Eigenvalues and eigenvectors

What are eigenvectors?

  • A Matrix is a mathematical object that acts on a (column) vector, resulting in a new vector, i.e. Ax=b
  • An eigenvector is the resulting vector that is parallel to x (some multiple of x)
    $$ {A}\underline{x}=\lambda \underline{x} $$
  • The eigenvectors with an eigenvalue of zero are the vectors in the nullspace
  • If A is singular (takes some non-zero vector into 0) then λ=0

What are the eigenvectors and eigenvalues for projection matrices?

  • A projection matrix P projects some vector (b) onto a subspace (in 3-space we are talking about a plane through the origin)
  • Pb is not in the same direction as b
  • A vector x that is already in the subspace will result in Px=x, so λ=1
  • Another good x would be one perpendicular to the subspace, i.e. Px=0x, so λ=0

What are the eigenvectors and eigenvalues for permutation matrices?

  • A permutation matrix such as the one below changes the order of the elements in a (column) vector
    $$ \begin{bmatrix} 0 & 1 \ 1 & 0 \end{bmatrix} $$
  • A good example of a vector that would remain in the same direction after multiplication by the permutation matrix above would the following vector
    $$ \begin{bmatrix} 1 \ 1 \end{bmatrix} $$
  • The eigenvalue would just be λ=1
  • The next (eigen)vector would also work
    $$ \begin{bmatrix} -1 \ 1 \end{bmatrix} $$
  • It would have an eigenvalue of λ=-1

The trace and the determinant

  • The trace is the sum of the values down the main diagonal of a square matrix
  • Note how this is the same as the sum of the eigenvalues (look at the permutation matrix above and its eigenvalues)

### STATED TASK A
According to the eigenvalue notes, what is the trace of a square matrix?
### STATED TASK B
Write out the part of the eigenvalue notes that opens with the words containing "What are eigenvectors?" and closes with "multiple of x)".
The lines that come next are separate material, not part of the eigenvalue notes.

### GIVEN MATERIAL
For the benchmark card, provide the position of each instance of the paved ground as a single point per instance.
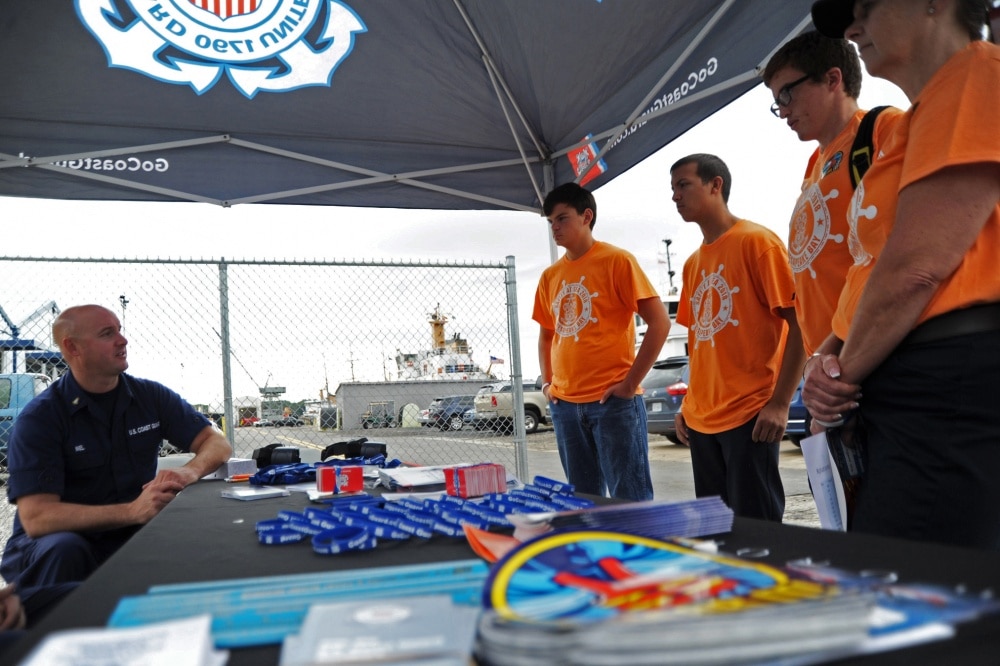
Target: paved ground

### EXERCISE SOLUTION A
The trace is the sum of the values down the main diagonal of a square matrix.

### EXERCISE SOLUTION B
What are eigenvectors?

  • A Matrix is a mathematical object that acts on a (column) vector, resulting in a new vector, i.e. Ax=b
  • An eigenvector is the resulting vector that is parallel to x (some multiple of x)